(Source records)
···

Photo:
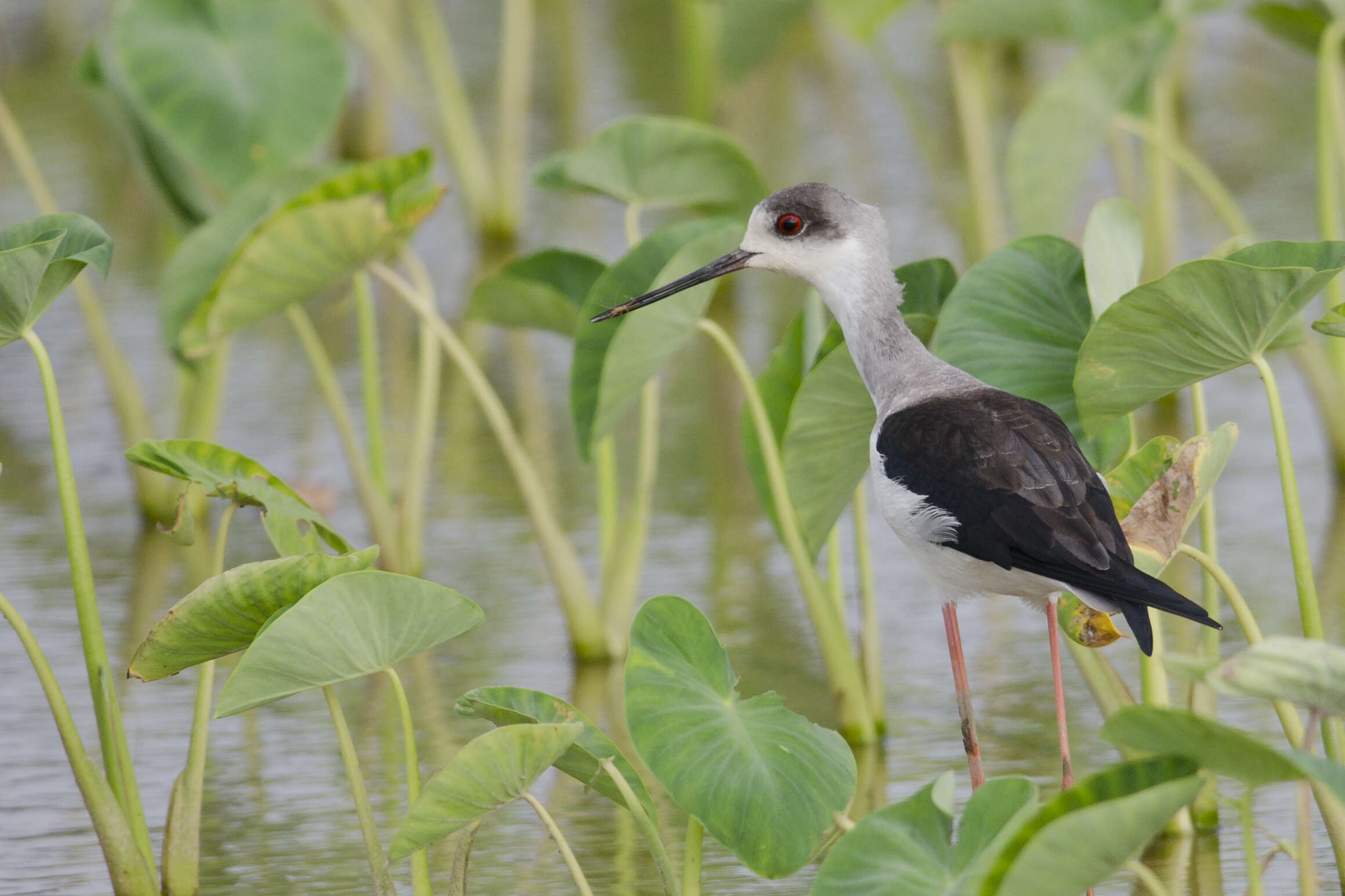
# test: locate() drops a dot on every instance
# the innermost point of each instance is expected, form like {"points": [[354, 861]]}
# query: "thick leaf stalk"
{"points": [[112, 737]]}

···

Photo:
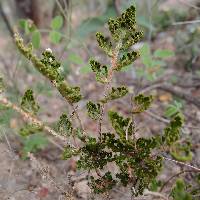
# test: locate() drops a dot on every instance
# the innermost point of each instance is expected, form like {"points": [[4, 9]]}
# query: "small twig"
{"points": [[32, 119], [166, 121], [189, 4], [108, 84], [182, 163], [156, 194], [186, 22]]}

···

* WHAT IS EXPECTED *
If a line of the data above contains "like", copy it out.

* ANSWER SECTION *
# the innermost point of each instance is expected, form like {"points": [[354, 861]]}
# the innermost point of each instance is expected, form like {"points": [[4, 9]]}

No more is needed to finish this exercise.